Take the entries that follow and write them out again, word for word.

== Input data ==

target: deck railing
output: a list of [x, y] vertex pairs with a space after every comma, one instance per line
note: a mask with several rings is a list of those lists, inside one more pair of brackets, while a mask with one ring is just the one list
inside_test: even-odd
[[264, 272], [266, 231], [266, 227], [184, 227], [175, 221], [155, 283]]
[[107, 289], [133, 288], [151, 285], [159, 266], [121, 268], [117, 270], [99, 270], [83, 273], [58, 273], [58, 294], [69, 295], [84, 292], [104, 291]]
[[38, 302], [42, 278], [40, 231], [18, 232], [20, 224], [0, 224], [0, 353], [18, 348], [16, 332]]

===

Task result —
target: deck railing
output: a list of [x, y] vertex pairs with a space after every comma, one instance per line
note: a mask with several rings is a list of those lists, inside one more pair of brackets, while a mask with one ring is just the one list
inside_test: even-odd
[[264, 272], [266, 231], [266, 227], [184, 227], [175, 221], [155, 283]]
[[107, 289], [133, 288], [151, 285], [159, 266], [121, 268], [117, 270], [99, 270], [83, 273], [58, 273], [58, 294], [69, 295], [84, 292], [104, 291]]
[[38, 302], [42, 278], [40, 231], [18, 232], [20, 224], [0, 224], [0, 353], [18, 348], [16, 332]]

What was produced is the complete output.